══ 阅读选段
双向链表也叫双链表,是链表的一种,它的每个数据结点中都有两个指针,分别指向直接后继和直接前驱。所以,从双向链表中的任意一个结点开始,都可以很方便地访问它的前驱结点和后继结点。一般我们都构造双向循环链表。

结构图如下所示:

  

  

2.基本操作实例

DoubleList.cpp

#include "stdafx.h"
#include "DoubleList.h"
#include <stdio.h>
#include <malloc.h>
#include <stdlib.h>
DoubleList::DoubleList()
{
    pDoubleListNode pDouList = NULL;
    // 创建双链表
    CreateDouList(pDouList);
    PrintDouList(pDouList);
    // 打印逆序链表
    PrintDouReverseList(pDouList);
    // 节点后插入节点
    InsertNodeAfter(pDouList);
    PrintDouList(pDouList);
    // 节点前插入节点
    InsertNodeBefore(pDouList);
    PrintDouList(pDouList);
    // 删除节点
    DeleteNode(pDouList);
    PrintDouList(pDouList);
    // 删除链表
    DeleteDouList(pDouList);
    PrintDouList(pDouList);
    system("PAUSE");
}
DoubleList::~DoubleList()
════
══ 所给资料
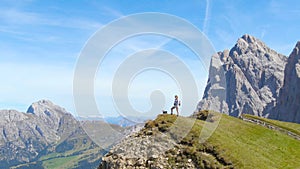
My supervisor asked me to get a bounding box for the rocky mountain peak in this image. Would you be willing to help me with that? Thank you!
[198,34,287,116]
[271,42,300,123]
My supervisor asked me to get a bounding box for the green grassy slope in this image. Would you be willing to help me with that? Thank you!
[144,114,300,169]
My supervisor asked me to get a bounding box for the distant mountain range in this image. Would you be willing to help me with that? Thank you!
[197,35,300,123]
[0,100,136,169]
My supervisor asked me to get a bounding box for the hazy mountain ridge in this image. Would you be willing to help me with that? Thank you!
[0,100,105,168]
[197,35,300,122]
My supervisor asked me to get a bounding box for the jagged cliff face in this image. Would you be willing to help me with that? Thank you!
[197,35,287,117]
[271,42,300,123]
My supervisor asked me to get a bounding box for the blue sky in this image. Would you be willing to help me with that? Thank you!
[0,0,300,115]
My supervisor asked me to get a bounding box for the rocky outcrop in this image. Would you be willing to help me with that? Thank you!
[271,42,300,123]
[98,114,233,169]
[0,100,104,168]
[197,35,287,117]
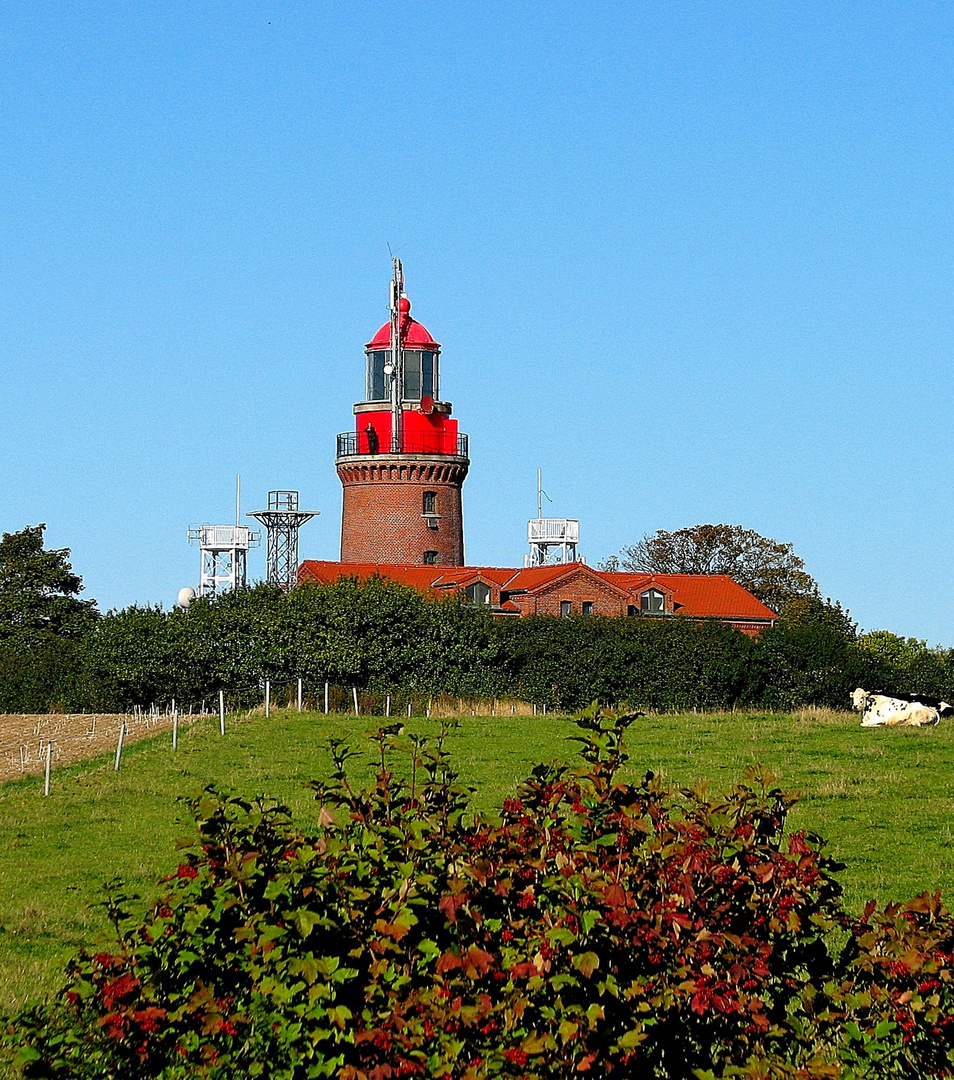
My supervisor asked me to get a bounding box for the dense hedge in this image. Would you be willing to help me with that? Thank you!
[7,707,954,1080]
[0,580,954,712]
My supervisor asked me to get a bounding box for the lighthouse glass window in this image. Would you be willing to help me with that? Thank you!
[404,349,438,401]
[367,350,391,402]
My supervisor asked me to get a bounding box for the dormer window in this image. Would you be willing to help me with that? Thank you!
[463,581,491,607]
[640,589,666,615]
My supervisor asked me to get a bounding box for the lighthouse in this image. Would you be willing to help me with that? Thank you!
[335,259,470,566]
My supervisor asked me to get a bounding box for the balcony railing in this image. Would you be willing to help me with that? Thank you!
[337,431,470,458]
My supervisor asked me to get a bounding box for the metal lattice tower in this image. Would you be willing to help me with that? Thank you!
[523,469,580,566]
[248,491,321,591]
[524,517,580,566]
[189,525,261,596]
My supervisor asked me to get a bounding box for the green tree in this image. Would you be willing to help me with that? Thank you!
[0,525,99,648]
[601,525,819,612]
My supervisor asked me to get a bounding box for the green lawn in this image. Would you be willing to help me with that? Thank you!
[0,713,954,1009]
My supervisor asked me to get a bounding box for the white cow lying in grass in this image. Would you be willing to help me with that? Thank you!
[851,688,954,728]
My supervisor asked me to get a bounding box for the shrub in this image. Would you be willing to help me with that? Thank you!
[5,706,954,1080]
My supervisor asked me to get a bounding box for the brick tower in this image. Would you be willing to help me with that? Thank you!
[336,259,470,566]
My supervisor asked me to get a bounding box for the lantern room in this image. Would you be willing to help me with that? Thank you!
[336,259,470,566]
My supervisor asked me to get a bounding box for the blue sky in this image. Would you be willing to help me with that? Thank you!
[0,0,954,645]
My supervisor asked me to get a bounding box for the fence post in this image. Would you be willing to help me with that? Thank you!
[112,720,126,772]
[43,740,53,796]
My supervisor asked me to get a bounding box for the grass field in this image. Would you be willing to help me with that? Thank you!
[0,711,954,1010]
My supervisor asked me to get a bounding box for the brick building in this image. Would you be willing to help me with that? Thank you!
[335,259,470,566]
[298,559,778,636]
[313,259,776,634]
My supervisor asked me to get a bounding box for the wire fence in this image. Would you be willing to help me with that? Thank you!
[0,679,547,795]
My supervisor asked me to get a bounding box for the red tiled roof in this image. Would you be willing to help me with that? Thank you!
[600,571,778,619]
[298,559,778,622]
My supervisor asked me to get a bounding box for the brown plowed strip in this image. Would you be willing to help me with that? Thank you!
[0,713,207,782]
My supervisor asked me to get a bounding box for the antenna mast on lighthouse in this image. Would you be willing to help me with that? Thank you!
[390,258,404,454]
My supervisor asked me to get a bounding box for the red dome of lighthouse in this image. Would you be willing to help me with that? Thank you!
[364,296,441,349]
════
══ 所给资料
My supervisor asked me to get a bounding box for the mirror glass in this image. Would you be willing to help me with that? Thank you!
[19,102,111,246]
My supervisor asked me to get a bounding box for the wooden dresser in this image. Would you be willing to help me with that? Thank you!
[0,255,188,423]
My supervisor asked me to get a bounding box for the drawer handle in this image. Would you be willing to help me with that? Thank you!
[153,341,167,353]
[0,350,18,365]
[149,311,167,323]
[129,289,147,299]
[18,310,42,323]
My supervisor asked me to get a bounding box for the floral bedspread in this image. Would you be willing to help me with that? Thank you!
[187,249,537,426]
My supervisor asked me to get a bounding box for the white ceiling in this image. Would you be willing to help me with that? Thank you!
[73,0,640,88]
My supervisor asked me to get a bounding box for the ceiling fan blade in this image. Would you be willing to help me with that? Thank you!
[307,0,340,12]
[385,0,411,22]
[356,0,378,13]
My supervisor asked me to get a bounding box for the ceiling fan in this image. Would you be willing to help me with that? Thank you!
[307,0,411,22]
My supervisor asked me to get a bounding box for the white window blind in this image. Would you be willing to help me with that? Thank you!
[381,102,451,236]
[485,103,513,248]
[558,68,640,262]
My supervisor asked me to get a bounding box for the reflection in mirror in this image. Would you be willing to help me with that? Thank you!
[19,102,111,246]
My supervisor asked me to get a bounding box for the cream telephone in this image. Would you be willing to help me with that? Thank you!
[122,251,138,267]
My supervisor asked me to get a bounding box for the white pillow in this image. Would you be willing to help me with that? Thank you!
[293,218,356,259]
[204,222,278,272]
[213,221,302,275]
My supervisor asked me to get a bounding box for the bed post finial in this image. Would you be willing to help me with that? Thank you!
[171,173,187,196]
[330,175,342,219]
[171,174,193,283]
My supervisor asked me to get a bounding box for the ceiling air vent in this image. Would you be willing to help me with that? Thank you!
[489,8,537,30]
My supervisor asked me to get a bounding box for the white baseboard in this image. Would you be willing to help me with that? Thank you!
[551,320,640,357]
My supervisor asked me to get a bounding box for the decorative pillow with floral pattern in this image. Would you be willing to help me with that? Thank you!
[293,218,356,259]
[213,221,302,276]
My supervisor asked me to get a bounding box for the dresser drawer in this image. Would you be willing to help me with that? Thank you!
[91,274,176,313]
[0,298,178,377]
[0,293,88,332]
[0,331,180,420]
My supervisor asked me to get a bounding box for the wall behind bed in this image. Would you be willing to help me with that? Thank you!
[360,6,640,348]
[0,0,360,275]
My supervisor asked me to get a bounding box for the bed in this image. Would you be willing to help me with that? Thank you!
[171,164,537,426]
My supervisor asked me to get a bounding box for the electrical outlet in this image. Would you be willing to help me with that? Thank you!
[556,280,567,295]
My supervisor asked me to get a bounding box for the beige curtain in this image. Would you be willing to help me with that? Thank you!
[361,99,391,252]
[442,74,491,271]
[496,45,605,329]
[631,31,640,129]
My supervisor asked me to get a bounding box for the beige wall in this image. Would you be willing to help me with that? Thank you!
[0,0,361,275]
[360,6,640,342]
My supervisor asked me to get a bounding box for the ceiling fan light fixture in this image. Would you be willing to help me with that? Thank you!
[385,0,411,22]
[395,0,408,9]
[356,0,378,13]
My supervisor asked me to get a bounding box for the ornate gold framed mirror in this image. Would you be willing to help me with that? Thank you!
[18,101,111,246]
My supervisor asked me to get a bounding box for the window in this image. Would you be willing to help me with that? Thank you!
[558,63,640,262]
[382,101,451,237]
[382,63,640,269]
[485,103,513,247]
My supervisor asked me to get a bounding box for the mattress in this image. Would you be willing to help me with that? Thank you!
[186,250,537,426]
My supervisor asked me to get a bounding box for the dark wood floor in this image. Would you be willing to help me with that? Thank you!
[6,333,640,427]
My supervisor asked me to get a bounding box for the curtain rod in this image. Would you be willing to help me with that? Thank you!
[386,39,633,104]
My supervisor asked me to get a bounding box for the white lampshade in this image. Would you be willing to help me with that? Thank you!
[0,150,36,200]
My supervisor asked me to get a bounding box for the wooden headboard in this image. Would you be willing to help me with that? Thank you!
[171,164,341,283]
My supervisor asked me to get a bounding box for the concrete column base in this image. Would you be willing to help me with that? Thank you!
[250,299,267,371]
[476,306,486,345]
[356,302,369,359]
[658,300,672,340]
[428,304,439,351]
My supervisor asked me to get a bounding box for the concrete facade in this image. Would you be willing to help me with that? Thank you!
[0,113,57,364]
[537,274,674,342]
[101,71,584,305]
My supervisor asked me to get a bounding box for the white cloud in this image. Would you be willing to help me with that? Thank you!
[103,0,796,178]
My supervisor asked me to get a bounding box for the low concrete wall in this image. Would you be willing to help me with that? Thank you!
════
练习说明: 上方介绍双向链表的阅读选段停在最后一行代码处,请从该行之后续写这篇选段。

书面作答:
{
}
//创建双向链表
void DoubleList::CreateDouList(pDoubleListNode &head)
{
  char x;     // 定义成char型是用于输入'q'时可以退出,其实定义成int也能退出
  pDoubleListNode p, s;
  head = (pDoubleListNode)malloc(sizeof(DoubleListNode));
  head->next = NULL;
  head->prior = NULL;    // 构造头结点p
  p = head;
  printf("\n输入双向链表的元素,每输入一个元素后按回车,输入q表示结束.\n");
  fflush(stdin);  //清空输入缓冲区
  x = getchar();
  while (x != 'q')
  {
    s = (pDoubleListNode)malloc(sizeof(DoubleListNode));
    s->data = x - '0'; // 得到的是输入字符的ASCII码,减去30H就变成想要的数字
    s->next = NULL;
    s->prior = p;
    p->next = s;
    p = s;
    fflush(stdin);
    x = getchar();
  }
  if (x == 'q')
  {
    printf("双向链表构造完毕!\n");
  }
}
//打印双向链表
void DoubleList::PrintDouList(pDoubleListNode &head)
{
  pDoubleListNode p;
  printf("\n打印出双向链表数据为:\n");
  if (!IsDouListEmpty(head))
  {
    p = head->next;
    while (p)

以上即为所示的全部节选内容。